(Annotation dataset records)
+++
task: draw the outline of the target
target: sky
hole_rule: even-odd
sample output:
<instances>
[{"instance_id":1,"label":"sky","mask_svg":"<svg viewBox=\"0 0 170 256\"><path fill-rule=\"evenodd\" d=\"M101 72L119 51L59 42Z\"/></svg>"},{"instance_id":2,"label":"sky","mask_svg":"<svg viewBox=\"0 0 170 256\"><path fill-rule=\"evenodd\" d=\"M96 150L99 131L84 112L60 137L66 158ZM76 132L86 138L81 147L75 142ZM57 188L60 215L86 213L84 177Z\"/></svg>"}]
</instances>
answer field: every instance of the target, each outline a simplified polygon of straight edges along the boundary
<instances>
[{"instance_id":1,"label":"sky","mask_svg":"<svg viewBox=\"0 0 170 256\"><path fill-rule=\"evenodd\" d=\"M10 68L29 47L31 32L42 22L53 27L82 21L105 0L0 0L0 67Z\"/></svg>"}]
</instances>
+++
● Aim
Format each line of the records as a string in a JSON list, one entry per line, with blank lines omitted.

● Reply
[
  "task: draw the outline of the target",
  "target: sky",
  "hole_rule: even-odd",
  "sample output:",
  "<instances>",
  "[{\"instance_id\":1,\"label\":\"sky\",\"mask_svg\":\"<svg viewBox=\\\"0 0 170 256\\\"><path fill-rule=\\\"evenodd\\\" d=\\\"M101 72L119 51L59 42Z\\\"/></svg>\"},{\"instance_id\":2,\"label\":\"sky\",\"mask_svg\":\"<svg viewBox=\\\"0 0 170 256\\\"><path fill-rule=\\\"evenodd\\\" d=\\\"M96 150L99 131L84 112L60 137L66 158ZM76 132L86 138L81 147L75 142ZM57 188L60 215L86 213L84 177Z\\\"/></svg>\"}]",
  "</instances>",
  "answer field: every instance of the target, each outline a simplified polygon of straight edges along the boundary",
  "<instances>",
  "[{\"instance_id\":1,\"label\":\"sky\",\"mask_svg\":\"<svg viewBox=\\\"0 0 170 256\\\"><path fill-rule=\\\"evenodd\\\" d=\\\"M10 68L29 47L31 32L42 22L53 27L82 21L105 0L0 0L0 67Z\\\"/></svg>\"}]",
  "</instances>"
]